- TO BE DONE
[1] According to the piece on Windows 8 and C++, why did C++ stay immensely popular even as Java and C#/.Net gained ground? Please answer in one to three sentences.
[2] Reproduce the piece on Windows 8 and C++ from "On this evening" to "surprising to me.", word for word.

--- start EXTRACT PROVIDED ---

On this evening of the Windows 8 release - while watching Windows 8 commercials during Game 2 of the World Series (Go Giants!) - I find myself contemplating this world of choice we have in late 2012. This is an amazing time to be a consumer of electronic goods, especially mobile devices, likes phones and tablets. This also presents an unparalleled opportunity for software developers but, along with it, major challenges in supporting these multiple operating systems. One of the more interesting aspects of this new version of Windows is the introduction of WinRT and its use of C++ as its primary native language. Interesting, but not altogether surprising to me.
Long time developers will remember when C/C++ was the primary language of systems development and will also remember when languages/frameworks like Java and C#/.Net started making inroads into those application areas. But C++ never really went away. Around that same time, it was immensely popular where its applications could take advantage of its core strengths; namely, its ability to create small and fast native executables with full system access. This rapidly growing application area was found in the burgeoning embedded systems application market and the next step in that evolution is these devices we all use daily -iDevices, Androids, and now Windows 8 Slates.

--- end EXTRACT PROVIDED ---
--- start EXCERPTED DATA ---

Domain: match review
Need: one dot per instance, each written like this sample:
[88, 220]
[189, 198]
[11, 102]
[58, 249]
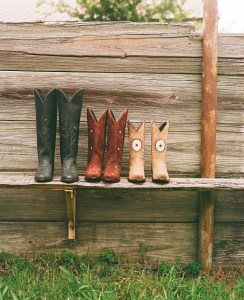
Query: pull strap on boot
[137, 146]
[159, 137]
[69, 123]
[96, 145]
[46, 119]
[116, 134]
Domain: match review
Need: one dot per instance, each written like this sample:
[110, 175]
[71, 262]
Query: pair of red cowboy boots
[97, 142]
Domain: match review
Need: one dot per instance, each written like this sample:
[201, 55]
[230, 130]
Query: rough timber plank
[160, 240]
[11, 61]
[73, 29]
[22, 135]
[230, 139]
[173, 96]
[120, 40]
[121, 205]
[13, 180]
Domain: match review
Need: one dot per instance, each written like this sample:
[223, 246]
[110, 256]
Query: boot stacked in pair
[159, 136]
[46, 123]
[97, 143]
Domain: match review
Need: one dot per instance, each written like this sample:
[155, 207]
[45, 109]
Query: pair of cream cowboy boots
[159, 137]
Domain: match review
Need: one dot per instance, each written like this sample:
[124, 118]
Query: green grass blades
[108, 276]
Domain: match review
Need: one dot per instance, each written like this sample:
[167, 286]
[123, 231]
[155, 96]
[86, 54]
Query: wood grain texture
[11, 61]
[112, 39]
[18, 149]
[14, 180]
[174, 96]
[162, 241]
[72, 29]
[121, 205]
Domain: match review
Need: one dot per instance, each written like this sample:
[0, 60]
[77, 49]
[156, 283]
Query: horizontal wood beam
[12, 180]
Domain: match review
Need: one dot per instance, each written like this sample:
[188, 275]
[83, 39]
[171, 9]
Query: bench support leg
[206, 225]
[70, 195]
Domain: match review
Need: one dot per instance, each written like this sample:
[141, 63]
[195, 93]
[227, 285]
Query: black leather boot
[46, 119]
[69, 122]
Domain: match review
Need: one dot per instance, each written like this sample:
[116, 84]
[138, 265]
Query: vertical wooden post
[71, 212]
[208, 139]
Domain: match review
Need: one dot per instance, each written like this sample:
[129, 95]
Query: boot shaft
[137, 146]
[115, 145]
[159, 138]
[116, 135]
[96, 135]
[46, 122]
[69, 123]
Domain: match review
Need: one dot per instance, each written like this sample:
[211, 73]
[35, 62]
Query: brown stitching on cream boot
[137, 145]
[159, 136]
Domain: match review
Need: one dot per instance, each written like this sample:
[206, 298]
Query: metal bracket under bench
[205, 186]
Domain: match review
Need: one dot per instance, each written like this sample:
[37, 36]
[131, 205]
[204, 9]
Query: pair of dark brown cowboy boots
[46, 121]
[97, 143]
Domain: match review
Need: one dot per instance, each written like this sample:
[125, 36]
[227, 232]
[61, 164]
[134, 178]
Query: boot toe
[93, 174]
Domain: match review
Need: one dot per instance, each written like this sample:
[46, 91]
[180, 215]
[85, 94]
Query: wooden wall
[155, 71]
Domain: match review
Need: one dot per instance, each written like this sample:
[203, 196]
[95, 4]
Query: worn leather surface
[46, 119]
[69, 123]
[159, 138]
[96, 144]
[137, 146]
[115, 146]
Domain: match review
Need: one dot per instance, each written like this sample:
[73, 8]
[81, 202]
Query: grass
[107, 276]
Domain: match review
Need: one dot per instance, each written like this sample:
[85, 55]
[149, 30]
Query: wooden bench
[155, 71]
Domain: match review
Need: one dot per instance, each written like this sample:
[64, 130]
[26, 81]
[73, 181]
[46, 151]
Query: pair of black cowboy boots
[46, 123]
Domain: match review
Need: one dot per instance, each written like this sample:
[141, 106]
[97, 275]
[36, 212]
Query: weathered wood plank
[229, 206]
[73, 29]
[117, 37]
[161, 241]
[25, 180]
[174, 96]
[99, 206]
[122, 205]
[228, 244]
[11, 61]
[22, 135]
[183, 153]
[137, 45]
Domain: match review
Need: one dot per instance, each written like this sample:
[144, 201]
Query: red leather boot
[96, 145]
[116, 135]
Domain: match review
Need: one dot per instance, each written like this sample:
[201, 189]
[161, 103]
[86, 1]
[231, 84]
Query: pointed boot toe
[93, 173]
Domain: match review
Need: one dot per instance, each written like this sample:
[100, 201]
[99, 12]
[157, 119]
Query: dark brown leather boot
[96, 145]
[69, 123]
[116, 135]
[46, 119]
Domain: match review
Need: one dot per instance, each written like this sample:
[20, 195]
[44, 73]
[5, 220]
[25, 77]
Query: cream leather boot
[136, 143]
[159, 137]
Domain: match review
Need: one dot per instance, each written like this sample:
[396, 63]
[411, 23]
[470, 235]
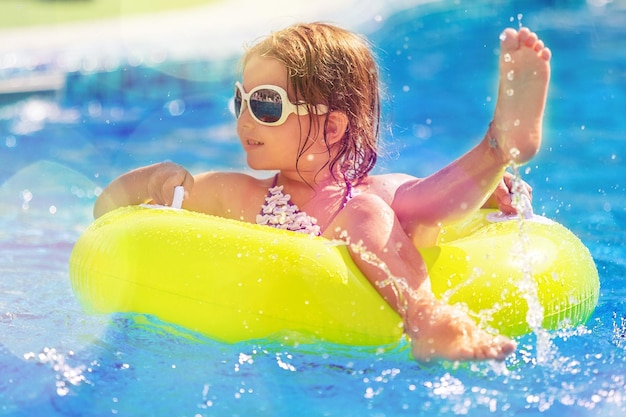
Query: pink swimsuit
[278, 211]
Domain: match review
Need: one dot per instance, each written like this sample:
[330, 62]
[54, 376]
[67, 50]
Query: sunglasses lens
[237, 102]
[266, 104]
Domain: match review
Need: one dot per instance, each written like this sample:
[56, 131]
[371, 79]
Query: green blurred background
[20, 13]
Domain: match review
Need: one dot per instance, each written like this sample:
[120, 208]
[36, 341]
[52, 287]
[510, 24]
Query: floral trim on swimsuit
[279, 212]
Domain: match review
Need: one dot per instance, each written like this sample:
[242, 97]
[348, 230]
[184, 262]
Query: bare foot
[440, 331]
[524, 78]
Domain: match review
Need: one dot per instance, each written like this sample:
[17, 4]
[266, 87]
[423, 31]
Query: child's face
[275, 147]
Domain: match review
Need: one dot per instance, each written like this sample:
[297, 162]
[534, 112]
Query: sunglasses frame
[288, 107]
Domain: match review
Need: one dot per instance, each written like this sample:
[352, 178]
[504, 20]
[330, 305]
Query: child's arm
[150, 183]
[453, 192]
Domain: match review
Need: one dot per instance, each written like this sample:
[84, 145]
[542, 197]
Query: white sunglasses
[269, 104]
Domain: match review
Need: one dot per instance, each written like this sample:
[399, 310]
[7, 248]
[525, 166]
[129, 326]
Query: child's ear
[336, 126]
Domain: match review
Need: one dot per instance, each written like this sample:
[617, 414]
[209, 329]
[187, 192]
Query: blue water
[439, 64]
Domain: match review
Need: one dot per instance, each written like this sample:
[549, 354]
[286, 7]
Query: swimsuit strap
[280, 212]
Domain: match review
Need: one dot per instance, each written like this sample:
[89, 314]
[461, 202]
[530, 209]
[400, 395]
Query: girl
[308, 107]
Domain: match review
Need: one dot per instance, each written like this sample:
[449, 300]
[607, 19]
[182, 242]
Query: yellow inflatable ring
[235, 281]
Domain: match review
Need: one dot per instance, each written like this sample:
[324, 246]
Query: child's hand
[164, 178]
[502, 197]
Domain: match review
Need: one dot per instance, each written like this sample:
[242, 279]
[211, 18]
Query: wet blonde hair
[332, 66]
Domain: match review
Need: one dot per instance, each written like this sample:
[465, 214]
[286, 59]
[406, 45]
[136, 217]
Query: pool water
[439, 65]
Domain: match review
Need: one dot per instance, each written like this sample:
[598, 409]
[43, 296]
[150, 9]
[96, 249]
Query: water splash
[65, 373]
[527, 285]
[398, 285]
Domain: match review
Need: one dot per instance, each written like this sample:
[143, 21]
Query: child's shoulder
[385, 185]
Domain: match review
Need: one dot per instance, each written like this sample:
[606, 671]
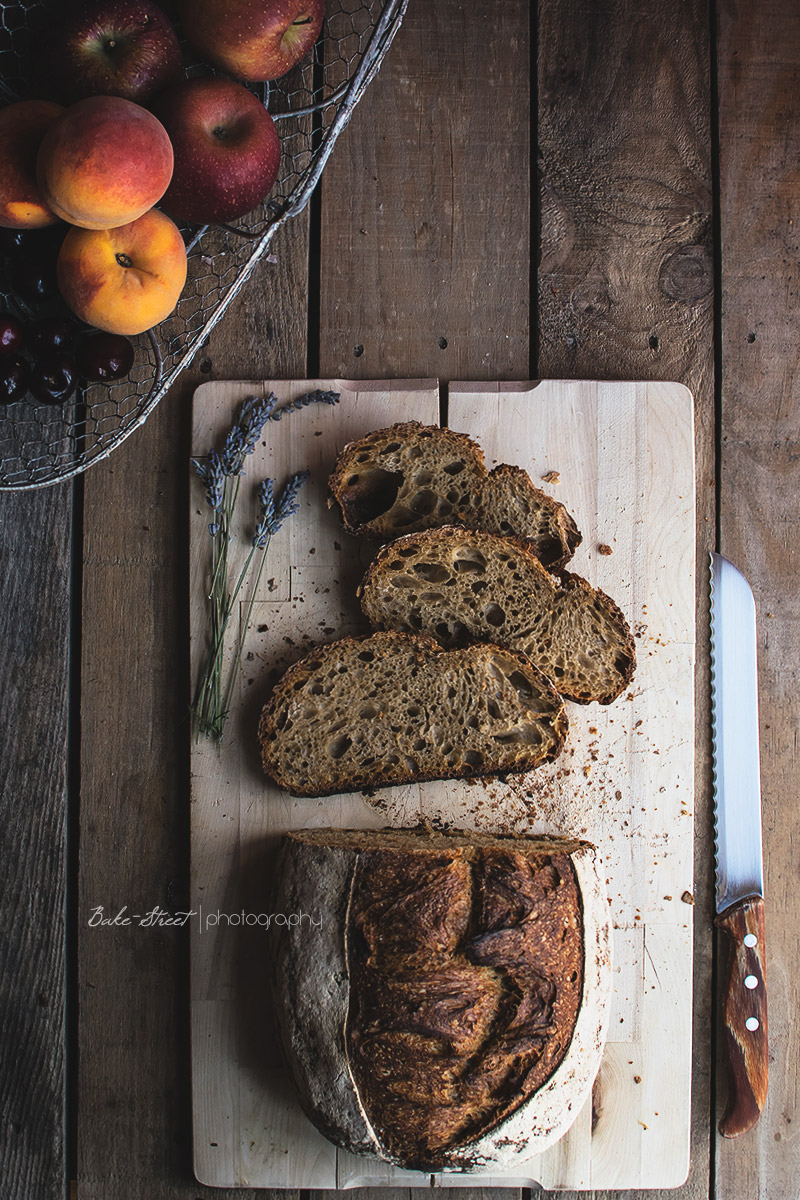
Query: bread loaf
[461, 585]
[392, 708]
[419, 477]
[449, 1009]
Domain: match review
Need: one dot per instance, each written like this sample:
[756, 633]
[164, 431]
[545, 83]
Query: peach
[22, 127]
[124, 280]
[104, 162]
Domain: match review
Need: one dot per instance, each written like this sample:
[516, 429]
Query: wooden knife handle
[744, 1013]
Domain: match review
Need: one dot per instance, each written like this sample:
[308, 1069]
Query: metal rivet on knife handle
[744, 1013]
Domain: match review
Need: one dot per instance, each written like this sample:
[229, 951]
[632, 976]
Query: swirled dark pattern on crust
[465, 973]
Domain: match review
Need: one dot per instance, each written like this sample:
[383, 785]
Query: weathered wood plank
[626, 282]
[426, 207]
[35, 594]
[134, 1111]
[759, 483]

--- end EXCERPTED DATA ---
--- start EXCERPTED DATA ---

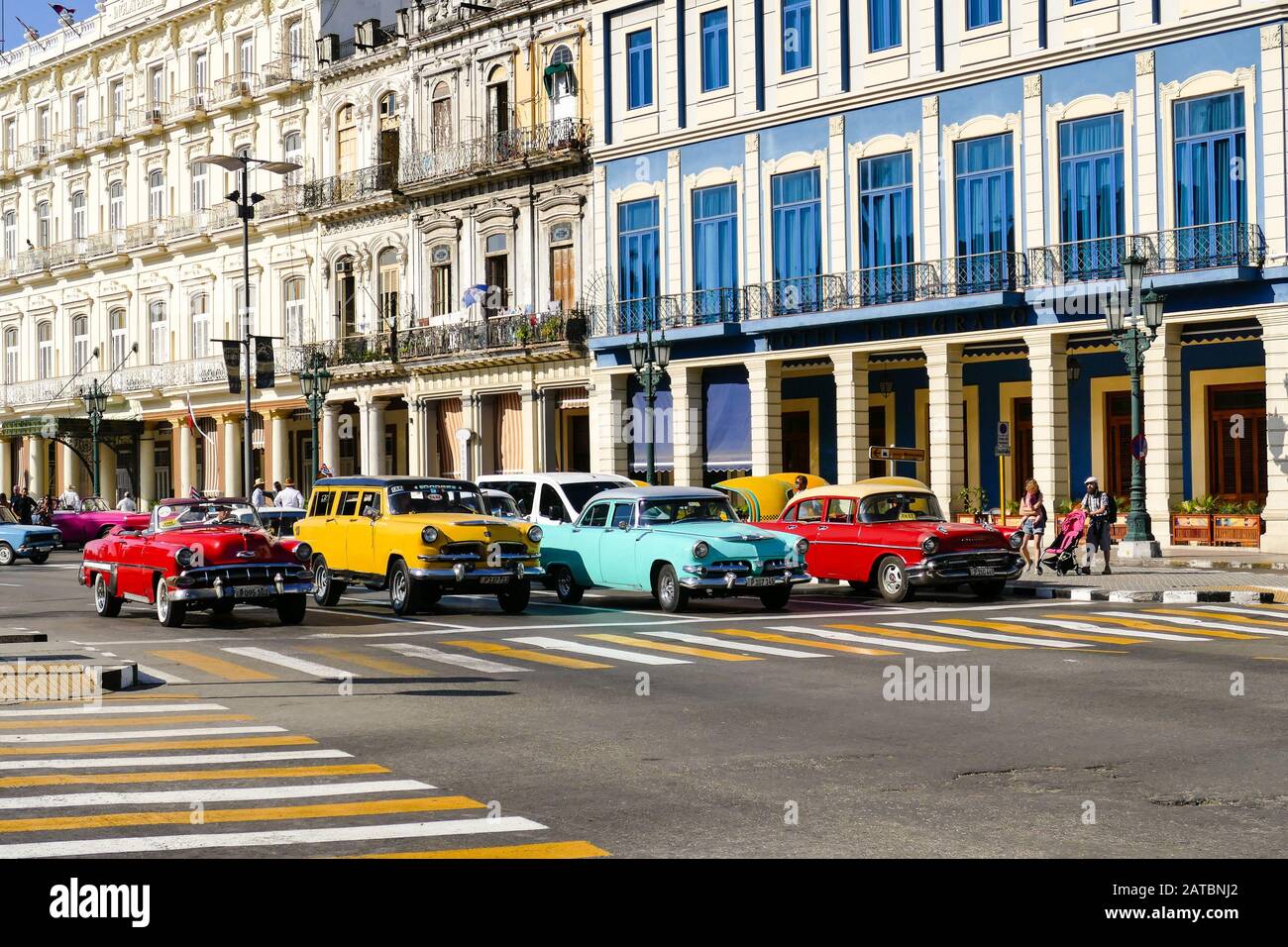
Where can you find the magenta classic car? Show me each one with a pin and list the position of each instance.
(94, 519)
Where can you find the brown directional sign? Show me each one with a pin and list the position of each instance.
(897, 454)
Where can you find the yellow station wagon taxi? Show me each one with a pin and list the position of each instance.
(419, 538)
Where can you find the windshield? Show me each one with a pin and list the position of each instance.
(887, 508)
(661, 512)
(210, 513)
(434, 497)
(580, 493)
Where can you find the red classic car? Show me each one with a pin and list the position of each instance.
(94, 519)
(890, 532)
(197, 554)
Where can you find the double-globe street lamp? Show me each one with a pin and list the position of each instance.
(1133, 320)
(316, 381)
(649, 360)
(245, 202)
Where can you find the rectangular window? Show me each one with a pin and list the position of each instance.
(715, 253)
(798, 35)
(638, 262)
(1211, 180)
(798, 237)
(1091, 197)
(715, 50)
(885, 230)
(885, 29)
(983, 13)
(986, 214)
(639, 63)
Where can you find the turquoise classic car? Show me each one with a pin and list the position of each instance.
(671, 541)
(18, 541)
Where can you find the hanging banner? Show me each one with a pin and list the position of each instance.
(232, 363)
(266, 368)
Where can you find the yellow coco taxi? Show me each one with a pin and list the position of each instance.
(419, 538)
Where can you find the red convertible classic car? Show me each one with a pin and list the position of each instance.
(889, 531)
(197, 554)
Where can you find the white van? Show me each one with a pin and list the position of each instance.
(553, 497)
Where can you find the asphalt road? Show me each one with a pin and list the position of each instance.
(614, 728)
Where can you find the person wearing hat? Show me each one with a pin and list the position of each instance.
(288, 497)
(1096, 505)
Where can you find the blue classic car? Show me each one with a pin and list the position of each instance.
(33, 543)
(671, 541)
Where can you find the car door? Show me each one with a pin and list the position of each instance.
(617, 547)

--- end EXCERPTED DATA ---
--- start EXCERPTED DATA ---

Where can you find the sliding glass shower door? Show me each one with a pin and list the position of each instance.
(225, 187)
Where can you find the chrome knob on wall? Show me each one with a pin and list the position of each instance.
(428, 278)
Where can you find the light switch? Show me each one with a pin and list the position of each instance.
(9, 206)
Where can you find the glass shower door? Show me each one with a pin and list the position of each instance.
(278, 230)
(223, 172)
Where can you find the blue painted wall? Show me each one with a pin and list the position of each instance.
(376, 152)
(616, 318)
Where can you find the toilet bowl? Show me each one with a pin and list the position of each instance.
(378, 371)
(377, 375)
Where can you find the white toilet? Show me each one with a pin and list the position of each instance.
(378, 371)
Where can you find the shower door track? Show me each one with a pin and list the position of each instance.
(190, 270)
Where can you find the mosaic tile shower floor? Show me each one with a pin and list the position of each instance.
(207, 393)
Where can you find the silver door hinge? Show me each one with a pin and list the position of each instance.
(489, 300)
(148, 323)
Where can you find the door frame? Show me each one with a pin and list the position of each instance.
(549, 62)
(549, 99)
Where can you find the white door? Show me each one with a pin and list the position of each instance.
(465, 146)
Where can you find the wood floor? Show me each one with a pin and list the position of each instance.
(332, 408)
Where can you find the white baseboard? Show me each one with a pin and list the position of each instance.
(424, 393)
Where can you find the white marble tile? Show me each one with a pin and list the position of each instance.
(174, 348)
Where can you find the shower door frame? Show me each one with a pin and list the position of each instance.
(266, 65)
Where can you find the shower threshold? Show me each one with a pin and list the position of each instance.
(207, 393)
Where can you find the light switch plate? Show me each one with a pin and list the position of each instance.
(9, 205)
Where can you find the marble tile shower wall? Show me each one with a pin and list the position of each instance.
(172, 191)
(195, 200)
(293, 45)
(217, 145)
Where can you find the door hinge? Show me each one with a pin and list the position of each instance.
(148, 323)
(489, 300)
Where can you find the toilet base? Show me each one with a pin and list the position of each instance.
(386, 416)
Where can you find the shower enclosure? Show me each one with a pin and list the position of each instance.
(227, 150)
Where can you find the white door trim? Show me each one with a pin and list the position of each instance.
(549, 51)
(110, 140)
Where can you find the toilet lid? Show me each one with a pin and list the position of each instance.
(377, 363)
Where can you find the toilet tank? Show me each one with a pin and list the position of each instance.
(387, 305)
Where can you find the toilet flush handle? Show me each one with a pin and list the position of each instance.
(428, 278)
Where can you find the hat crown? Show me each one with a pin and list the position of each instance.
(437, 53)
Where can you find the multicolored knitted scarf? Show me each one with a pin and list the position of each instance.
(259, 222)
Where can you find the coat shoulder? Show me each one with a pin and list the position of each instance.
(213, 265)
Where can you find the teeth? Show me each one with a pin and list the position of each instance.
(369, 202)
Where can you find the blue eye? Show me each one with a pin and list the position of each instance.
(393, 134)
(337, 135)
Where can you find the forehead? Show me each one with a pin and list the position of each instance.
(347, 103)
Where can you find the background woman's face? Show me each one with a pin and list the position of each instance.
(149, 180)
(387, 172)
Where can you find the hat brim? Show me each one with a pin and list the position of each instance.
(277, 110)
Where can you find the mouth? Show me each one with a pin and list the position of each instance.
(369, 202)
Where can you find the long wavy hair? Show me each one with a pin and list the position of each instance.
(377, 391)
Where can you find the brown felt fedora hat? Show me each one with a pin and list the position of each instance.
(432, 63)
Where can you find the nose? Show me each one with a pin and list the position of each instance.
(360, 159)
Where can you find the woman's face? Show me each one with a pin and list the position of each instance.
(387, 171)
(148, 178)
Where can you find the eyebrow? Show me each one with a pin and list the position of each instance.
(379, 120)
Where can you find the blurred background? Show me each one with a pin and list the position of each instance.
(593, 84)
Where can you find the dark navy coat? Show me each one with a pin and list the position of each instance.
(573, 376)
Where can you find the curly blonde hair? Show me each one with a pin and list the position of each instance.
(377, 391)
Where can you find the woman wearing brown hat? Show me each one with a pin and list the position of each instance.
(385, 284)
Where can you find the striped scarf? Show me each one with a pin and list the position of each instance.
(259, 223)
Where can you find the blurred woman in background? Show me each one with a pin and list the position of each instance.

--- end EXCERPTED DATA ---

- RESULTS IN ORDER
[1] C++ stayed popular where applications could take advantage of its core strengths, namely its ability to create small and fast native executables with full system access. That made it a fit for the rapidly growing embedded systems market, which has led to everyday devices such as iDevices, Androids, and Windows 8 Slates.

[2]
On this evening of the Windows 8 release - while watching Windows 8 commercials during Game 2 of the World Series (Go Giants!) - I find myself contemplating this world of choice we have in late 2012. This is an amazing time to be a consumer of electronic goods, especially mobile devices, likes phones and tablets. This also presents an unparalleled opportunity for software developers but, along with it, major challenges in supporting these multiple operating systems. One of the more interesting aspects of this new version of Windows is the introduction of WinRT and its use of C++ as its primary native language. Interesting, but not altogether surprising to me.